Nimble, a non-magnetic minesweeper of laminated wood construction, reported for duty with Mine Force, Atlantic Fleet, at New Orleans, 2 June 1955 and departed for her homeport, Charleston, South Carolina. From Charleston, she continued on to Narragansett Bay for shakedown, thence to Key West, Florida, and Little Creek, Virginia, for various training exercises to enable her to sweep magnetic, contact, acoustic and pressure sea mines.

=== First European deployment ===

Until September 1956 Nimble was employed in operations in the 6th Naval District. On the 4th of that month, she departed the South Carolina coast for her first European deployment. Steaming to the North Sea, she participated in NATO exercises, then sailed to the Mediterranean to serve in the U.S. 6th Fleet until 22 February 1957. Beginning with that deployment, Nimble steamed to the Mediterranean for six months duty with the 6th Fleet on a bi-yearly basis until 1964. Breaking that pattern in that year, she resumed it in 1965, and has continued to follow it into 1970. Nimble participated in the recovery effort of the 1966 Palomares B-52 crash.

=== Supporting NATO exercises and other operations ===

On her 6th Fleet deployments she has participated in NATO and fleet exercises; while her U.S. 2nd Fleet duties have brought regular Caribbean operations as well as U.S. East Coast exercises including NATO maneuvers. While on the east coast she has also provided services for the Mine Warfare School, the Fleet Sonar School and the Mine Defense Laboratory.

=== Decommissioning ===

Nimble was decommissioned on 24 November 1970, stricken 1 November 1976 and sold for scrapping 1 June 1981.

Record set =>
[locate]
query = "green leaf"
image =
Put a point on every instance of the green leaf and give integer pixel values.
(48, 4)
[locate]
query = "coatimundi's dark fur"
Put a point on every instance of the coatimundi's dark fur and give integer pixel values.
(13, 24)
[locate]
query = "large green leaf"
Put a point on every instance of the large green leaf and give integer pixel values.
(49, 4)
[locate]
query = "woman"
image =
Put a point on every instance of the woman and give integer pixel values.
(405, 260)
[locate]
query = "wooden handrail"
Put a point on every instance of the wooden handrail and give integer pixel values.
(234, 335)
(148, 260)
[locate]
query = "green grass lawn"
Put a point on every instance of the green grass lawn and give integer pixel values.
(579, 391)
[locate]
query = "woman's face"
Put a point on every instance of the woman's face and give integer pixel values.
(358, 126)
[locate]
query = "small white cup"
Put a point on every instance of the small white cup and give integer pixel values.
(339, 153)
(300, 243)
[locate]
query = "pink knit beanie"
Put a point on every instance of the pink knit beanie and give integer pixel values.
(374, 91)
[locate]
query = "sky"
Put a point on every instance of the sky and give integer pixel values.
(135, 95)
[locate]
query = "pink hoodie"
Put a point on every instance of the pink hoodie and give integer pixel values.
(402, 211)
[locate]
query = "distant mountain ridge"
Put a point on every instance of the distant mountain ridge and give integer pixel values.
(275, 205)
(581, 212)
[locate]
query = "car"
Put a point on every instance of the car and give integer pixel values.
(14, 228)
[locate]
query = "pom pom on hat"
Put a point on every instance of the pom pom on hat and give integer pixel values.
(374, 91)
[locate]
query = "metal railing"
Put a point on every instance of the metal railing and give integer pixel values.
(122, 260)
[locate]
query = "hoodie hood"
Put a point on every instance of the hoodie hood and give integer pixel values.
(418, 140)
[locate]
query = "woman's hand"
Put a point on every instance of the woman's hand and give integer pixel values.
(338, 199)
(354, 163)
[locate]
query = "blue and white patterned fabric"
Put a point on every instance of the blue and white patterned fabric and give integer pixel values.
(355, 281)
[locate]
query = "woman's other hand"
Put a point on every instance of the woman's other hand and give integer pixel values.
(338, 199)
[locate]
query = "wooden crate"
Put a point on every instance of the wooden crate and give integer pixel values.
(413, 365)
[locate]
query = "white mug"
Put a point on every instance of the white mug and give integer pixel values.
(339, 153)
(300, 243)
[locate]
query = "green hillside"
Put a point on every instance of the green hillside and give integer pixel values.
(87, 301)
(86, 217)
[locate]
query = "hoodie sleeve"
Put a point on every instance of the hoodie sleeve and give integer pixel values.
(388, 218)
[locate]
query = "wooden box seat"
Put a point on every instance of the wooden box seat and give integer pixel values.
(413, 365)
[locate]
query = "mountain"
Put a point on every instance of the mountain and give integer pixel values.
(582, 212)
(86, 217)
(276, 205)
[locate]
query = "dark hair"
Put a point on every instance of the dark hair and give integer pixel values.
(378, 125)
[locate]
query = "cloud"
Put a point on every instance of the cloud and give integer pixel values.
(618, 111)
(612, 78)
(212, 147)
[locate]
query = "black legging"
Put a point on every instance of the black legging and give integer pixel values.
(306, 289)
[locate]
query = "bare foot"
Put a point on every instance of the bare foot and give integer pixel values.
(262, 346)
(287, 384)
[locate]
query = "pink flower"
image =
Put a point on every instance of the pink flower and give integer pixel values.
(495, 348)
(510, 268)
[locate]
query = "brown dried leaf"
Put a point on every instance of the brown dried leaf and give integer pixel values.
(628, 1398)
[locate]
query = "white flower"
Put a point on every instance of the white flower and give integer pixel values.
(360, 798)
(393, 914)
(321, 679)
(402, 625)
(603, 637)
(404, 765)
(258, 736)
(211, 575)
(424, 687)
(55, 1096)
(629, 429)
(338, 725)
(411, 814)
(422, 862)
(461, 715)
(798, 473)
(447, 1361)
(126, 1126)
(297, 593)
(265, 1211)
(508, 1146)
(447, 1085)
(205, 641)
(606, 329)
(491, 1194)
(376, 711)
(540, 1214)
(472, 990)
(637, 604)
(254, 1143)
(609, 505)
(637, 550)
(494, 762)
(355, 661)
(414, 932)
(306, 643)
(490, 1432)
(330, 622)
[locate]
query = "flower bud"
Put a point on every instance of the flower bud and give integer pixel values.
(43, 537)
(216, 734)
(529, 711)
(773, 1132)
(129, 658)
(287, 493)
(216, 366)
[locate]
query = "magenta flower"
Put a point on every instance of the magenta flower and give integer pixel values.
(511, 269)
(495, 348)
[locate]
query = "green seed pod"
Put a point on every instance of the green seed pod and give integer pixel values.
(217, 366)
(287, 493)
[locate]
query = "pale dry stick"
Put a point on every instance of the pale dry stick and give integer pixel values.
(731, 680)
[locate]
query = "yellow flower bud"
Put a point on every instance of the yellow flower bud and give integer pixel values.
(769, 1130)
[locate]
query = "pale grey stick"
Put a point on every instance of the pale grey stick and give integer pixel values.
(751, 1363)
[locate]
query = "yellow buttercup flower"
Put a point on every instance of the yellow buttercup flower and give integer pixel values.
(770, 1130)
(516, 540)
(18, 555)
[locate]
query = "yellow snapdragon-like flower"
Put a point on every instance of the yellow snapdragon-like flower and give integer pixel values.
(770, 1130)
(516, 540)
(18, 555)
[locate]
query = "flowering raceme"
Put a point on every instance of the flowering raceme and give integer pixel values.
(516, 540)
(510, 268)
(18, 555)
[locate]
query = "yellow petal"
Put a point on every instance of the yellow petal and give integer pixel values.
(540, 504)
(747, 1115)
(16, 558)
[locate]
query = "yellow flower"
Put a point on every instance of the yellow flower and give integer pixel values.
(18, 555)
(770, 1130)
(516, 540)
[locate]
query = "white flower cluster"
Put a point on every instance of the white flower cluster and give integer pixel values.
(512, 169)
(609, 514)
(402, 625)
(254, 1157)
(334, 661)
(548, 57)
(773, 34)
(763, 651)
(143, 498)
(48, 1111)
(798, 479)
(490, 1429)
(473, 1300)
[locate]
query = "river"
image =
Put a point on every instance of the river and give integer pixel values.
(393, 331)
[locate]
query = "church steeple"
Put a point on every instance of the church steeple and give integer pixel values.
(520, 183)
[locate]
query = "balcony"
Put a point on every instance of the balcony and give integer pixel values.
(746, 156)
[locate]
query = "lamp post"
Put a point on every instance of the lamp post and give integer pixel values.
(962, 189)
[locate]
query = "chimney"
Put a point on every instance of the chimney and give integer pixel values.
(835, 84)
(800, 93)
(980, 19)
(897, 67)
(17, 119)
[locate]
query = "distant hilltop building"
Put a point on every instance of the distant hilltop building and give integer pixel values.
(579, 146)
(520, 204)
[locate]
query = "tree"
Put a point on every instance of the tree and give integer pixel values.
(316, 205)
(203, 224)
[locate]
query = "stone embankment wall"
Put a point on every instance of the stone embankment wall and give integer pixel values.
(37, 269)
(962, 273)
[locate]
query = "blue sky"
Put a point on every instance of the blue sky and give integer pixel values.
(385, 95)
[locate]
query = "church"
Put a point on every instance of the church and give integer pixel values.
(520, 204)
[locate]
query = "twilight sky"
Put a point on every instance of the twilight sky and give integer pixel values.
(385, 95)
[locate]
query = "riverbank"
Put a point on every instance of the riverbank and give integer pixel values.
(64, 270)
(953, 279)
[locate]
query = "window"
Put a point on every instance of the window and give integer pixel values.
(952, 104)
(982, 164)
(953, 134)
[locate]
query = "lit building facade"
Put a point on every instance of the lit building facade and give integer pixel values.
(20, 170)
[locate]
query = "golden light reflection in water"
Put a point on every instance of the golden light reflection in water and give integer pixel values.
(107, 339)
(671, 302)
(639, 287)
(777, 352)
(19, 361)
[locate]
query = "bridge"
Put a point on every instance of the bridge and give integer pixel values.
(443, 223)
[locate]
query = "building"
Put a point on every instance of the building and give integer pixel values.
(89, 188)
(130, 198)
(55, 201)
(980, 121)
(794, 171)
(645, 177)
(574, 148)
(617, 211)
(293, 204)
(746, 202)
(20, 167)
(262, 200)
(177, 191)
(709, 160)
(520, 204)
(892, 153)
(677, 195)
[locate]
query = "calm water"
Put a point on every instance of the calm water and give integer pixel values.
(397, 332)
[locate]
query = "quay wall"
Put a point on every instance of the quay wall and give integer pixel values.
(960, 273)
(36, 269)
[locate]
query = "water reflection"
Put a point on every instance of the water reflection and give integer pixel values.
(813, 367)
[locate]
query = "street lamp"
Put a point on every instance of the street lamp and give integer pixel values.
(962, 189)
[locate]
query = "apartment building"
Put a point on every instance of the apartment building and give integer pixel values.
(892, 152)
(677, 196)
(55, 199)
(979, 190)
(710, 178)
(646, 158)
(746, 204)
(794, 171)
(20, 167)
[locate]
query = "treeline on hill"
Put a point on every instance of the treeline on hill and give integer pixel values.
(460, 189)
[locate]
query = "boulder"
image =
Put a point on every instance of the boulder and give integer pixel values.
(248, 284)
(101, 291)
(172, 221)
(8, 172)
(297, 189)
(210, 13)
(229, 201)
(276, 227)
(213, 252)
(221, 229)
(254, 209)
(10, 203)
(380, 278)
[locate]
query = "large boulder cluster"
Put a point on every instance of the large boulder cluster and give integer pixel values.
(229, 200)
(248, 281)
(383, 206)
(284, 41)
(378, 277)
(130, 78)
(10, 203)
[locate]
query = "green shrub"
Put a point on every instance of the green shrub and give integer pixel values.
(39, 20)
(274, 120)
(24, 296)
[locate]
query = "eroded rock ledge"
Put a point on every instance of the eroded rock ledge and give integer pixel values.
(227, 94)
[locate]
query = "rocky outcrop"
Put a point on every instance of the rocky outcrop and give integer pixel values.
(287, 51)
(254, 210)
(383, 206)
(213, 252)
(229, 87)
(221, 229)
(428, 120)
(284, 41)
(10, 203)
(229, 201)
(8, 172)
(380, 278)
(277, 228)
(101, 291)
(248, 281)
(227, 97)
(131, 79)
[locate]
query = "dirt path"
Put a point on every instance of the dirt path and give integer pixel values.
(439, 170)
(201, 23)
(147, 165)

Exercises to complete =>
1. List the kinds of sea mines that the passage about the minesweeper Nimble says she was trained to sweep.
2. Repeat word for word the stretch of the Nimble passage from "Nimble, a non-magnetic" through "pressure sea mines.".

Answers to the exercise =>
1. magnetic, contact, acoustic, pressure

2.
Nimble, a non-magnetic minesweeper of laminated wood construction, reported for duty with Mine Force, Atlantic Fleet, at New Orleans, 2 June 1955 and departed for her homeport, Charleston, South Carolina. From Charleston, she continued on to Narragansett Bay for shakedown, thence to Key West, Florida, and Little Creek, Virginia, for various training exercises to enable her to sweep magnetic, contact, acoustic and pressure sea mines.